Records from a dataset
Start

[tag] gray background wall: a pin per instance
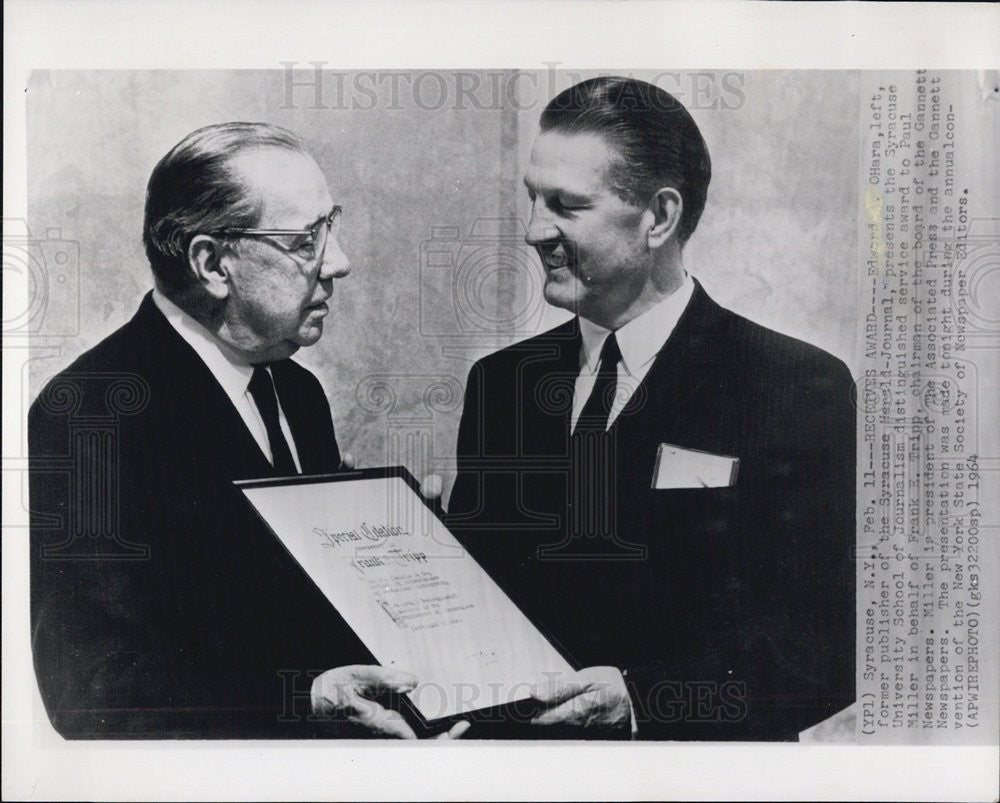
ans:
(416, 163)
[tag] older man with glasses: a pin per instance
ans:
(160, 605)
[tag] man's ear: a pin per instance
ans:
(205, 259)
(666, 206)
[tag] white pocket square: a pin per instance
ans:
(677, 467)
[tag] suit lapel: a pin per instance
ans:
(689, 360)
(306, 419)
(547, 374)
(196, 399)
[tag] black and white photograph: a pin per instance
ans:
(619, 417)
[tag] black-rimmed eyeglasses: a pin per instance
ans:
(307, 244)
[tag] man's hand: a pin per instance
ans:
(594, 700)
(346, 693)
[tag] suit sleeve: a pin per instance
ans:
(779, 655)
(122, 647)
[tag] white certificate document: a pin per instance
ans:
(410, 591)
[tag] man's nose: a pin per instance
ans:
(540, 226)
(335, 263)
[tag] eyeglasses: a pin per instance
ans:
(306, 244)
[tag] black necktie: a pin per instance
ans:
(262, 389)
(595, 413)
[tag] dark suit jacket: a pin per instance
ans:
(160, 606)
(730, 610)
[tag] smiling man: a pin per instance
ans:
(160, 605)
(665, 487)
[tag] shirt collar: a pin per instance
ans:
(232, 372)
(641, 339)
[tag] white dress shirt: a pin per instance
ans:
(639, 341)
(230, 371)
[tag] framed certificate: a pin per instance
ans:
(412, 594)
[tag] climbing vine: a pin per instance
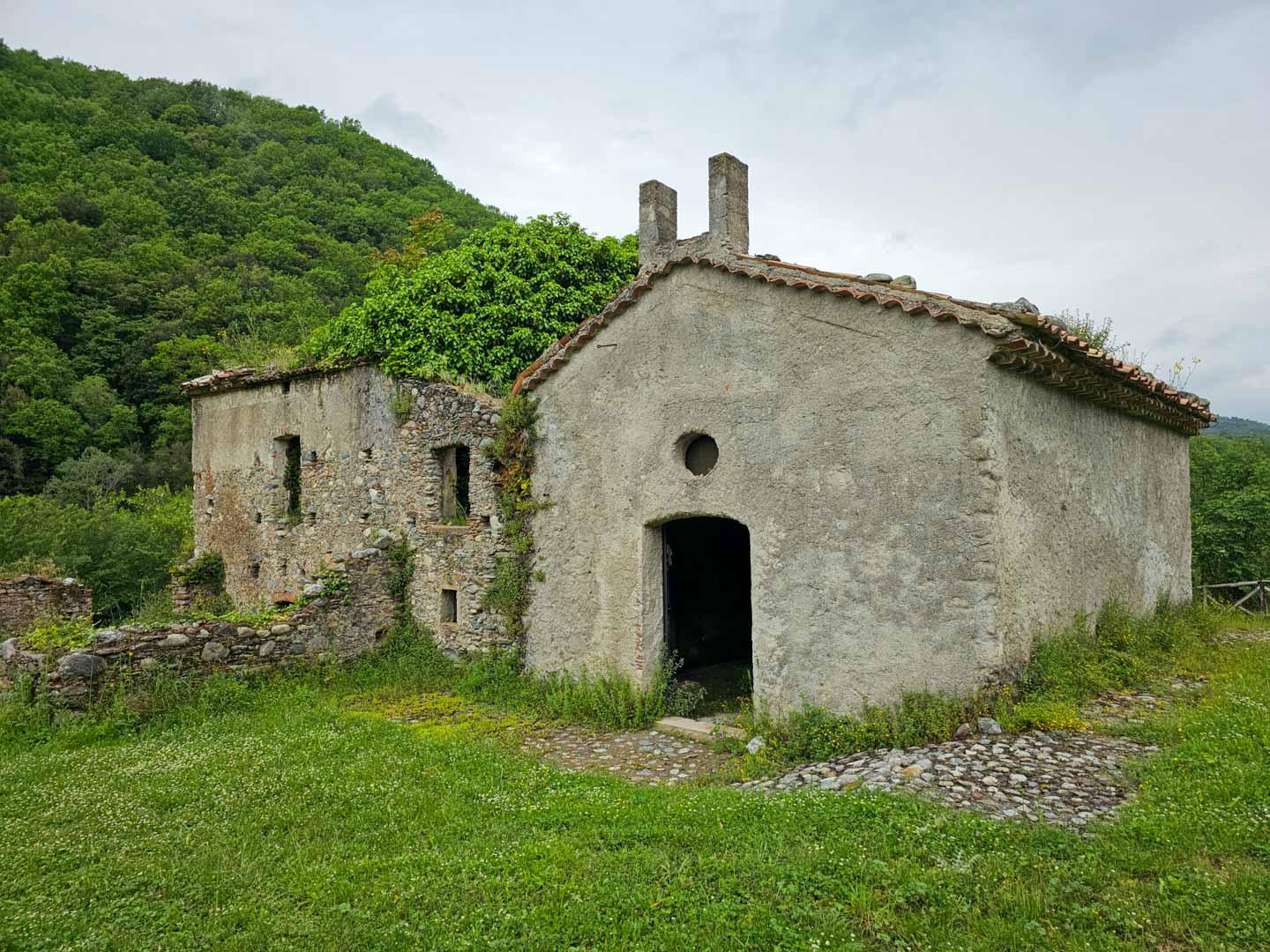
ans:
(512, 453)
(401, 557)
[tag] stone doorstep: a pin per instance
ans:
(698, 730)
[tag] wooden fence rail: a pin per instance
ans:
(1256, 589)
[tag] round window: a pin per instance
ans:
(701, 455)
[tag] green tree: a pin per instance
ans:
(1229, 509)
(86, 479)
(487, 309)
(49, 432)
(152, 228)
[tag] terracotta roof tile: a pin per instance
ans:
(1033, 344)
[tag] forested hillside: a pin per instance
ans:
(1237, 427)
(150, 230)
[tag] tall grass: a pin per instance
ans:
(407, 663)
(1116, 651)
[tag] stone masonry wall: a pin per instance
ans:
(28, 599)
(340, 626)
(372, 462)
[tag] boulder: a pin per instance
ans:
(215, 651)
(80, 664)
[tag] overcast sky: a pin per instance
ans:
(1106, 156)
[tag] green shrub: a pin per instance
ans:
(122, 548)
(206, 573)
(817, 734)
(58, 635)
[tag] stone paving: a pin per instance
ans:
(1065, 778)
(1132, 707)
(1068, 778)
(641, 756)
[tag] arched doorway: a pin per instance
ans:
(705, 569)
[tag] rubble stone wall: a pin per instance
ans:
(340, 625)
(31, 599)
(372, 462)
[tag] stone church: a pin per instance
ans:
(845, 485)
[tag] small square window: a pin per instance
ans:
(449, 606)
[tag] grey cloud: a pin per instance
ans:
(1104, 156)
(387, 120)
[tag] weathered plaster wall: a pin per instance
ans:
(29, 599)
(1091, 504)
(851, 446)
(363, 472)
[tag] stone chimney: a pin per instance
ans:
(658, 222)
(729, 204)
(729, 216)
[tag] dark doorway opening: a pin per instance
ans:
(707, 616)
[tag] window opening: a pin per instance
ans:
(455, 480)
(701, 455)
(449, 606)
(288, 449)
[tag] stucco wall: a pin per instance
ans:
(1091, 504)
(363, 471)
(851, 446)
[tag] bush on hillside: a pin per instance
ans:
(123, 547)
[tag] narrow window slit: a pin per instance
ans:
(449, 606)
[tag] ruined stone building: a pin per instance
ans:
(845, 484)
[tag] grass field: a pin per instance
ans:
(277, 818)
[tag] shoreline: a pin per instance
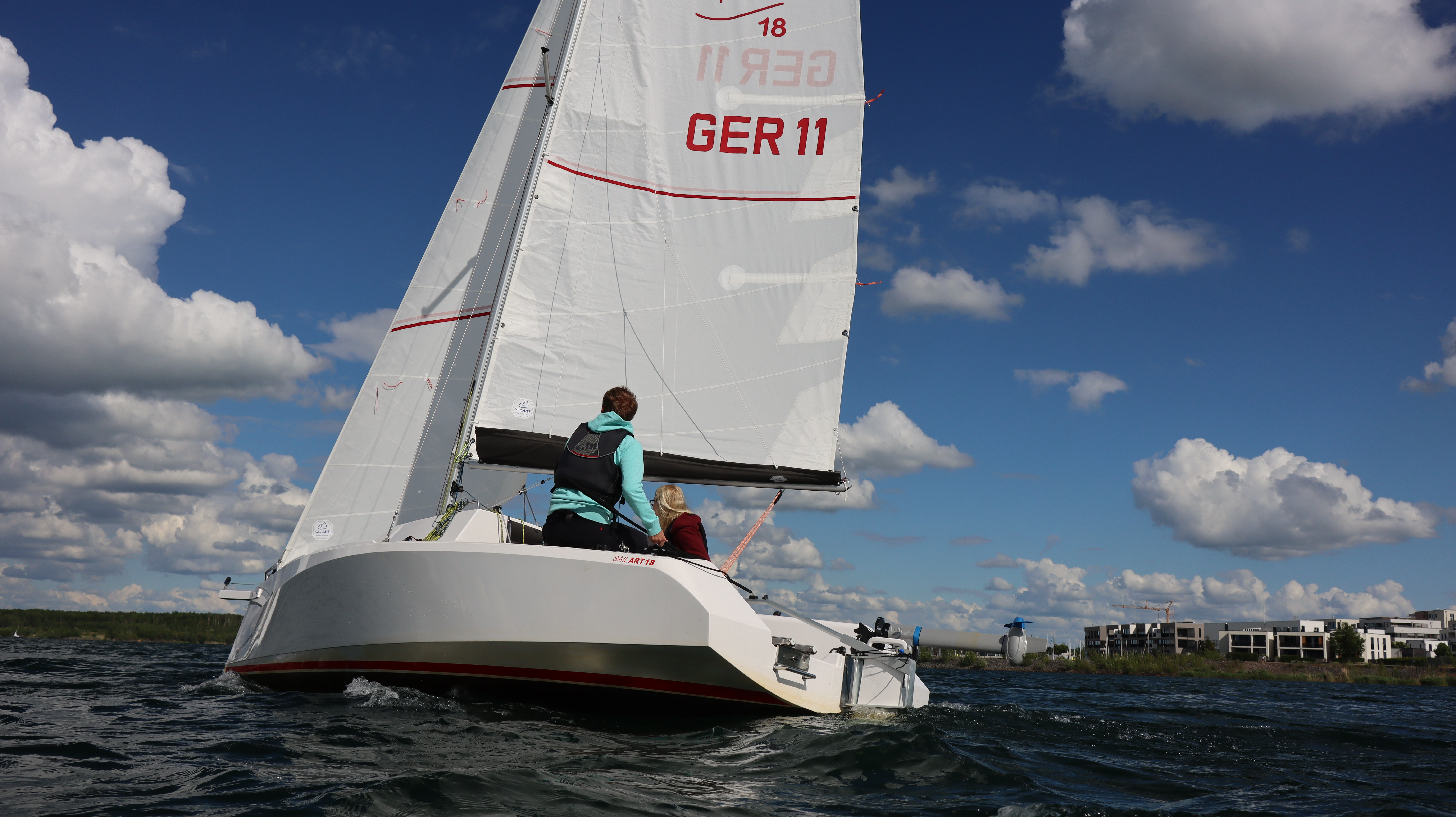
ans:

End

- _WHAT THE TASK ASKS_:
Copy out every line of the material above verbatim, leaving the pictures out.

- _WRITTEN ANSWER_:
[tag] gray background wall: a pin per instance
ans:
(416, 163)
[tag] older man with glasses: a pin per instance
ans:
(160, 605)
[tag] man's ear: a pin per instance
ans:
(205, 259)
(666, 206)
[tag] white pocket square: a pin per instance
ans:
(677, 467)
[tag] suit lapel: a pin per instance
ans:
(689, 360)
(306, 419)
(547, 374)
(196, 399)
[tag] black and white photograph: a pin per instance
ans:
(619, 417)
[tag] black-rimmed eyeglasses: a pin per instance
ans:
(307, 244)
[tag] man's hand: a pin per instance
ans:
(594, 700)
(346, 693)
[tag] suit sleeve: a pin per instance
ans:
(779, 655)
(122, 647)
[tag] white certificate document: a pin per instance
ans:
(410, 591)
[tag] man's nose: a pin per instance
ans:
(540, 226)
(335, 263)
[tag] eyeglasses: a pin per instance
ans:
(306, 244)
[tag] black necktie: a pin per instance
ans:
(262, 389)
(595, 413)
[tag] dark suit jacket: a pin per instance
ans:
(160, 606)
(730, 610)
[tag] smiling man: a pin per instance
ans:
(160, 605)
(665, 487)
[tag] shirt collar: a pin per instance
ans:
(232, 372)
(641, 339)
[tag] white dress shirt: a pin per instance
ans:
(639, 341)
(230, 371)
[tag] framed certificate: a pin per instance
ans:
(412, 594)
[tag] climbing vine: a pin per instance
ans:
(512, 453)
(401, 557)
[tag] stone doorstep: a pin per instance
ans:
(698, 730)
[tag] wooden fence rail: a pin per instance
ans:
(1256, 589)
[tag] round window: a pin per instance
ans:
(701, 455)
[tag] green tree: a pin per instance
ans:
(1229, 509)
(86, 479)
(487, 309)
(49, 432)
(152, 228)
[tag] terracotta roof tile: a pin per instance
ans:
(1033, 344)
[tag] forested hillside: a pin per instance
ans:
(1237, 427)
(150, 230)
[tag] tall grass: a pin per instance
ans:
(407, 663)
(1116, 651)
[tag] stone masonry wall: a pin per instance
ans:
(28, 599)
(340, 626)
(372, 462)
[tag] boulder: a pin per instance
ans:
(215, 651)
(80, 664)
[tag] overcast sky: a pin per instance
ans:
(1106, 156)
[tag] green shrub: a pin per instance
ans:
(122, 548)
(206, 573)
(817, 734)
(58, 635)
[tag] stone paving: a pin per instance
ans:
(1065, 778)
(1132, 707)
(1068, 778)
(641, 756)
[tag] arched doorway: a pin per instance
ans:
(705, 569)
[tag] rubble stone wall: a pin per instance
ans:
(340, 625)
(31, 599)
(372, 462)
[tag] stone church: a pin per instance
ans:
(845, 485)
[tag] small square window: a pin per instance
ans:
(449, 606)
[tag] grey cloud: a pin per instance
ans:
(1104, 156)
(387, 120)
[tag] weathered plaster wall: a pin per instance
ans:
(29, 599)
(1091, 504)
(851, 446)
(363, 472)
[tag] stone chimney: a pin per instance
ans:
(658, 222)
(729, 204)
(729, 216)
[tag] dark doorway opening: a pin per instance
ans:
(707, 616)
[tag] window opening: a pin per instance
ans:
(455, 480)
(701, 455)
(449, 606)
(288, 449)
[tag] stucco wall: a pin per instance
ans:
(1091, 504)
(363, 471)
(851, 446)
[tag] bush on hillside: a pin per instance
ans:
(123, 547)
[tag] narrow window slit: a pin per instance
ans:
(449, 606)
[tag] ruined stone building: a pin per instance
ans:
(845, 484)
[tag] grass field: a pin per instance
ans:
(277, 818)
[tag] shoreline: a pin per instance
ans:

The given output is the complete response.